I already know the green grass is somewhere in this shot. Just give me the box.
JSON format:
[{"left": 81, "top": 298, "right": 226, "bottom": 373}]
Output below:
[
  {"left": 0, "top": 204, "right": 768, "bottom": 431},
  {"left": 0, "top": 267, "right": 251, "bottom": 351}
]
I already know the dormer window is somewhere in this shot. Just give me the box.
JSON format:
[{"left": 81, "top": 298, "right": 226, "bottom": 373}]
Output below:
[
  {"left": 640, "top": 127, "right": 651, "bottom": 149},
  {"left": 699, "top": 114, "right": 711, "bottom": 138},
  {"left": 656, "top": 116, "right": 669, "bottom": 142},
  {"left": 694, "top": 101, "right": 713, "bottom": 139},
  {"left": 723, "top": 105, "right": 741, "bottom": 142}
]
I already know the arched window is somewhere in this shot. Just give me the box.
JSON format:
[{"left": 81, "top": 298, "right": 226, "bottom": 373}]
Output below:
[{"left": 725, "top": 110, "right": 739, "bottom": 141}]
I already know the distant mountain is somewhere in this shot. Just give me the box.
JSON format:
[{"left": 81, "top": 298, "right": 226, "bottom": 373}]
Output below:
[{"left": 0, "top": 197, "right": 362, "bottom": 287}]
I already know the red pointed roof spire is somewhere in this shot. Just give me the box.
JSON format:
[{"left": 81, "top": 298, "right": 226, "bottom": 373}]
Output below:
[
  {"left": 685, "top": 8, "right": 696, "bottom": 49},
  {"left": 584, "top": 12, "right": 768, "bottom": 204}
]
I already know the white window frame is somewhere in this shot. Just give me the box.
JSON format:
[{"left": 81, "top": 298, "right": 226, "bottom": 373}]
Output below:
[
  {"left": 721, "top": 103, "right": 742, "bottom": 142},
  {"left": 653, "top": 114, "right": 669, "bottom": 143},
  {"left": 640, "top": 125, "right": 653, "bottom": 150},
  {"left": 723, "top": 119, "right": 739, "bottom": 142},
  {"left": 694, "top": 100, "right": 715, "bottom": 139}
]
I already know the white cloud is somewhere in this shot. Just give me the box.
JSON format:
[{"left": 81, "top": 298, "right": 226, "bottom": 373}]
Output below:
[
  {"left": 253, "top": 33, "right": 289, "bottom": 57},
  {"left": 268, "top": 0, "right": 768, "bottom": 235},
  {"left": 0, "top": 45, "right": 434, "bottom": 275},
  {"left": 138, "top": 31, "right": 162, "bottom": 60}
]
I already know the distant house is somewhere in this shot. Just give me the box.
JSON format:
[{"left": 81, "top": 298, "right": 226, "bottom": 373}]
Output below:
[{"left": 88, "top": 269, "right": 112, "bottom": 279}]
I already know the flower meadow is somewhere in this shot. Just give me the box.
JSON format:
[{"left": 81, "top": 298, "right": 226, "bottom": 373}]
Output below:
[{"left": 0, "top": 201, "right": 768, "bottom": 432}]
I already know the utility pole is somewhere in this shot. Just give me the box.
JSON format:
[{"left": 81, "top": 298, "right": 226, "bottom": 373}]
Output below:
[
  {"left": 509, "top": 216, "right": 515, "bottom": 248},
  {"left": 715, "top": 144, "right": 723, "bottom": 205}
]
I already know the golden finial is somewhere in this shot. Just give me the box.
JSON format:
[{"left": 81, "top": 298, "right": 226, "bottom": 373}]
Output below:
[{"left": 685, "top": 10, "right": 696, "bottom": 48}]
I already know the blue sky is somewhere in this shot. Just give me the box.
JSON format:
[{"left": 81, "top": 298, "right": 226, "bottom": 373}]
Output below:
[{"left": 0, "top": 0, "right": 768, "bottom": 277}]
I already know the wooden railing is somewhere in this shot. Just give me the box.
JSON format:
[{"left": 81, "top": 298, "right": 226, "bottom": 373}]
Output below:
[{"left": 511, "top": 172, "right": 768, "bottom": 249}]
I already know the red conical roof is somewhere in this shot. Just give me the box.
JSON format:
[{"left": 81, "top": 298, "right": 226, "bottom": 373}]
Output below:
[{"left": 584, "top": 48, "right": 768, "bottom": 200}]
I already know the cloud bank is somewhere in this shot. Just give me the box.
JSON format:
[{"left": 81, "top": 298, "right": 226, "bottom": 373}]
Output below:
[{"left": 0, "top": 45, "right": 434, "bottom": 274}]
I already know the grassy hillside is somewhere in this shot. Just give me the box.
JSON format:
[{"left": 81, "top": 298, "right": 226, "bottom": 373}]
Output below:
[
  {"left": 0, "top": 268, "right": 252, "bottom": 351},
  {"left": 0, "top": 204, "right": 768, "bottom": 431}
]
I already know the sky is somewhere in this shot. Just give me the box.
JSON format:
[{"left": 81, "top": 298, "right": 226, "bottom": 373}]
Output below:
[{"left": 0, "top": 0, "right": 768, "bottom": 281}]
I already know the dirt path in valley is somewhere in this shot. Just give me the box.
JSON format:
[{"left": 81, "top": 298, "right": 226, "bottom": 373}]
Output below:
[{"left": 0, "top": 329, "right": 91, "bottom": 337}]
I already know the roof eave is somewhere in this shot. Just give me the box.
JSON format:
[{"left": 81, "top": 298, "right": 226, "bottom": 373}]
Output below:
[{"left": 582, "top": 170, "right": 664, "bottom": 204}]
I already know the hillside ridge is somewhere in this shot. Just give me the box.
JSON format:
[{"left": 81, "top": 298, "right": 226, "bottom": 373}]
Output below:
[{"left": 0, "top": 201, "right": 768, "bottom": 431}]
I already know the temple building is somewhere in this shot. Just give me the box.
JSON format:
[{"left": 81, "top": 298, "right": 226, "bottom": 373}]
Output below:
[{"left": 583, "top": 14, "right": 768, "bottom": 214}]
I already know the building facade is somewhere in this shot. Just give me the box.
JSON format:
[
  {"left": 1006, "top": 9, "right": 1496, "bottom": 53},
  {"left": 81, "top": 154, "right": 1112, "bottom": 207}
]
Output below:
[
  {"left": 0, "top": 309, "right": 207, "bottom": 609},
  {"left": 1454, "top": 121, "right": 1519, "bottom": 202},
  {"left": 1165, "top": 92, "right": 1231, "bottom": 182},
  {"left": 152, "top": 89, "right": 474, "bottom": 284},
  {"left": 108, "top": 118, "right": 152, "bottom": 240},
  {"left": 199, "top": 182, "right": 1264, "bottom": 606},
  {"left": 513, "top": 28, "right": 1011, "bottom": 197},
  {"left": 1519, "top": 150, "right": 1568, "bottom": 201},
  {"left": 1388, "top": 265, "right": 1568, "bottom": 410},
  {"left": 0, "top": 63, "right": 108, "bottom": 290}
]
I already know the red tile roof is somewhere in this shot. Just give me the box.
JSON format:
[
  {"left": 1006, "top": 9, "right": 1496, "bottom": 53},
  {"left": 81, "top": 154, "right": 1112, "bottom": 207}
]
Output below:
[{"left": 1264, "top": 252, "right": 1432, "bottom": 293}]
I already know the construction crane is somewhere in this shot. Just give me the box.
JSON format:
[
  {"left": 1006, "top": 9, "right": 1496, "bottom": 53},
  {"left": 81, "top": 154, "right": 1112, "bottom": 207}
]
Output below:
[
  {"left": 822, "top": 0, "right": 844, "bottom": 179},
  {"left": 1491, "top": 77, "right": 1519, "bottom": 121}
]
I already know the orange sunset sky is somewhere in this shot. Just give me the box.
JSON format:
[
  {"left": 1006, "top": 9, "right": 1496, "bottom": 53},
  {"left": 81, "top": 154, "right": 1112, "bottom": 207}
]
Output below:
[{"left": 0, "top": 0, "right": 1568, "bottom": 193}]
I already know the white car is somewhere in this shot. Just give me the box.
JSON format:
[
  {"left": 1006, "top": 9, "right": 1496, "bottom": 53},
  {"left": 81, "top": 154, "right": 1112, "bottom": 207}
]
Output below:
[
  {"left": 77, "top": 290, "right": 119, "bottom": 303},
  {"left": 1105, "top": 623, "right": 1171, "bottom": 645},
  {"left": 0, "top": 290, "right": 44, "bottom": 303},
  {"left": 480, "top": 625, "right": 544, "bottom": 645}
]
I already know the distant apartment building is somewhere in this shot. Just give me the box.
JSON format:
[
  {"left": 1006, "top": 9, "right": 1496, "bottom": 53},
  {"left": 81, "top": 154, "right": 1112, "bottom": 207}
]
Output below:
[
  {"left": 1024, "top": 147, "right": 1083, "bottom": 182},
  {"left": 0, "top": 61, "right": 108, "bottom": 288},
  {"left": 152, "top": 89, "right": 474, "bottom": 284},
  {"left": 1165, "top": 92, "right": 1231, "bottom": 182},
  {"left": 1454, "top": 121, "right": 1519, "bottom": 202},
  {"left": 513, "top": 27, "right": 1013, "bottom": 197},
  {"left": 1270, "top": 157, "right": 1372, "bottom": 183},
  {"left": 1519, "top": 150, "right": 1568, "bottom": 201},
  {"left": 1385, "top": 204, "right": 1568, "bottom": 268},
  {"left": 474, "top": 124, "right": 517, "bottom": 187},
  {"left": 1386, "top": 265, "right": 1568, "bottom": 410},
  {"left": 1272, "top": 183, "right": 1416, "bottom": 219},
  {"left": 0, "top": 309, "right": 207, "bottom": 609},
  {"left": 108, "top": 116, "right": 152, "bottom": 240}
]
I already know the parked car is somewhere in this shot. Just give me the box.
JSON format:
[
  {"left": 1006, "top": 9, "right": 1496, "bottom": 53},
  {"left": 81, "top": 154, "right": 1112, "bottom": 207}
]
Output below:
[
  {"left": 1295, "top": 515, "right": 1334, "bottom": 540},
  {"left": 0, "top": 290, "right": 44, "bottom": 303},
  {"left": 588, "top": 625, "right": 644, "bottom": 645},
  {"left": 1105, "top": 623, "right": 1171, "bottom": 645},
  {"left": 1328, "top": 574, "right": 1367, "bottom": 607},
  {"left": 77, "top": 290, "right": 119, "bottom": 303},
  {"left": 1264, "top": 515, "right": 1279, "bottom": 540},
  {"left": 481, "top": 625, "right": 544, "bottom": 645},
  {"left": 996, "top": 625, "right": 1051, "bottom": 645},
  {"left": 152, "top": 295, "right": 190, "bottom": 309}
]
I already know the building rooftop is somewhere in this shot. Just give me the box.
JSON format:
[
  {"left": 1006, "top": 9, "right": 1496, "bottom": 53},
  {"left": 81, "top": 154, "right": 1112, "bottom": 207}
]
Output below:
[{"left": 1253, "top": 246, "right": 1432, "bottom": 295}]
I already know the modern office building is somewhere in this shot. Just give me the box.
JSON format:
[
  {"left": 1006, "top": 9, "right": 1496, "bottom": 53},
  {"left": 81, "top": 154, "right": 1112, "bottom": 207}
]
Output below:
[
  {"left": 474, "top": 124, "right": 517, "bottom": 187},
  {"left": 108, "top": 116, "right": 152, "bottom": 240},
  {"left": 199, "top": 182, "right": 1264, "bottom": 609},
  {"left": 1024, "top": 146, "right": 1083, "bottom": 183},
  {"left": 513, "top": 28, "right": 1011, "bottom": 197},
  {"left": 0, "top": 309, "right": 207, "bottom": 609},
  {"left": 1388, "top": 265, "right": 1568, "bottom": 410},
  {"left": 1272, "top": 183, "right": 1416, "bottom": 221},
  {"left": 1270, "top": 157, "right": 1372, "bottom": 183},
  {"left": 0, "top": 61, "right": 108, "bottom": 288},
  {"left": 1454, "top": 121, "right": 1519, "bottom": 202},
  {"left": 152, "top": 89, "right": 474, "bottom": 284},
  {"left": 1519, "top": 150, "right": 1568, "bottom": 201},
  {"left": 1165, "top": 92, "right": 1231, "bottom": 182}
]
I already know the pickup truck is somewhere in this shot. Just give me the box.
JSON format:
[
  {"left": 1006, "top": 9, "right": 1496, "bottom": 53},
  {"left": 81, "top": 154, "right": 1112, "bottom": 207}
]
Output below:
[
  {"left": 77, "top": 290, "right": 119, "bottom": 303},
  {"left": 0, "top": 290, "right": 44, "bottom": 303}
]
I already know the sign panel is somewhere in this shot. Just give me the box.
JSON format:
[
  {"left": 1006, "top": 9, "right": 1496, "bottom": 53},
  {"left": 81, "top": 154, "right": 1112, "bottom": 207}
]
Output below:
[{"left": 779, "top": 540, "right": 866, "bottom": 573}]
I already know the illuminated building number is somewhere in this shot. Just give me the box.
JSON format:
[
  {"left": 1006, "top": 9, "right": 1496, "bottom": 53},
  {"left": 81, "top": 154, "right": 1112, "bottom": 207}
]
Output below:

========================

GIVEN TASK — Extract every line of the listing above that contains the word "white".

OUTPUT OF THE EXERCISE —
I already know the white window frame is somewhere in this shot. Just give me the box.
I already know the white cloud is somewhere in this shot. Just give me the box.
I already know the white car is somewhere in this shot. Just give me the box.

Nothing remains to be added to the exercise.